[Opening Material supplied section]

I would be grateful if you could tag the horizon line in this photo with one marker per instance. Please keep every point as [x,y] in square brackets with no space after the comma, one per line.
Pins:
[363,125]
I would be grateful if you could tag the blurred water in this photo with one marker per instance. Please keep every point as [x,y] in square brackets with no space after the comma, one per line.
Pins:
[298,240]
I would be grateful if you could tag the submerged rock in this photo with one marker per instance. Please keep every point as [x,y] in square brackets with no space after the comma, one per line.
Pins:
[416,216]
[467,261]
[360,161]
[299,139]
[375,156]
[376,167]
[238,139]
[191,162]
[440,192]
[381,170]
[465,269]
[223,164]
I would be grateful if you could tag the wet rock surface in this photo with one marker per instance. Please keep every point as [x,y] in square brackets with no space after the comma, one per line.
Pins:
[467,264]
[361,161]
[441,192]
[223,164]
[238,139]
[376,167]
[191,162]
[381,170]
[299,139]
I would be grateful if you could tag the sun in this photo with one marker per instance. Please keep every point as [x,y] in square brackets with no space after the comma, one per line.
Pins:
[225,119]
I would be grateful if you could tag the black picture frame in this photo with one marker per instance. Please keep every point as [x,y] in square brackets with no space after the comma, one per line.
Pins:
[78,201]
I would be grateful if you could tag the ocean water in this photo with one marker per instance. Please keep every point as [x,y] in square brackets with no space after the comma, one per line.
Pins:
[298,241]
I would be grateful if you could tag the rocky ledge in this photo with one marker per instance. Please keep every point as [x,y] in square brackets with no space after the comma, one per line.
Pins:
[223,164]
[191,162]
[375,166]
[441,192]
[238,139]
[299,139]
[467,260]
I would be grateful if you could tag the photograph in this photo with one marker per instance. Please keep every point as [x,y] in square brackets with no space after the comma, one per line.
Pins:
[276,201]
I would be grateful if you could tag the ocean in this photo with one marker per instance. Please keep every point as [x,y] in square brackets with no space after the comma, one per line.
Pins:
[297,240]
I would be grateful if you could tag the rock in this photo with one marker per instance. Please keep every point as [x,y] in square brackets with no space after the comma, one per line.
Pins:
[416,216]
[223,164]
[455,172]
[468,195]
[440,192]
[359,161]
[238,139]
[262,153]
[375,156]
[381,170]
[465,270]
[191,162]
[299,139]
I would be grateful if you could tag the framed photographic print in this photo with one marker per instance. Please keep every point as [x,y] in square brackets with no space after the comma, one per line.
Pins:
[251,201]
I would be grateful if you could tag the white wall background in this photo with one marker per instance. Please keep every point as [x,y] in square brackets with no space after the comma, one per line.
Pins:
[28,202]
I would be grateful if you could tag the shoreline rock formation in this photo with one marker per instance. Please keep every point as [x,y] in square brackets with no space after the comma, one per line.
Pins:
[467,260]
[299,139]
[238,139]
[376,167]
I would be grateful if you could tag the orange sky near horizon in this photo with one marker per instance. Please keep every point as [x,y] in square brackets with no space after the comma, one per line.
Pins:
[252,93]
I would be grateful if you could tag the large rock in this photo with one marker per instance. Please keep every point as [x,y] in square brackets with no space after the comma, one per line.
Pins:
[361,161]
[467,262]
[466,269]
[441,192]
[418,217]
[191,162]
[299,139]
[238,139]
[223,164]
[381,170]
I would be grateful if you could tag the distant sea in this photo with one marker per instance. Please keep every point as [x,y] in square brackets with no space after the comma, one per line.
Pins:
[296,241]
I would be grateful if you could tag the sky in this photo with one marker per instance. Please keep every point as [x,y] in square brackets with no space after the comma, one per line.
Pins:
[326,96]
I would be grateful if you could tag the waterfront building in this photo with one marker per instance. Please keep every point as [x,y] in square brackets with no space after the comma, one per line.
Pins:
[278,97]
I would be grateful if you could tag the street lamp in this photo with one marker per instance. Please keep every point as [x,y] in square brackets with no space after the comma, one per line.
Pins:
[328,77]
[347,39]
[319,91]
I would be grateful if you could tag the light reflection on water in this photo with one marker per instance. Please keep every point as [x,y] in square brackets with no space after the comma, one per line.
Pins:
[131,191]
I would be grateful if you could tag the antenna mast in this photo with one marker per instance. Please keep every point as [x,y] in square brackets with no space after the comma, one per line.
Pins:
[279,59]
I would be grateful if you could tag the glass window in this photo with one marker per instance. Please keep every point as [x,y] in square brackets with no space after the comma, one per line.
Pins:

[Closing Material supplied section]

§ **Work item**: Search the data for the string "horizon" and copy every line where it appears.

§ **Written response**:
I would be grateful if you could tag the horizon line in this photo with one marker per instance. Please keep every point as [x,y] in square brackets with no space after the comma, one per line.
I would be grateful if you could tag the orange sky near horizon in this photo with one marker per instance. Please keep every point as [x,y] in square brackets with no space after the comma, one per line.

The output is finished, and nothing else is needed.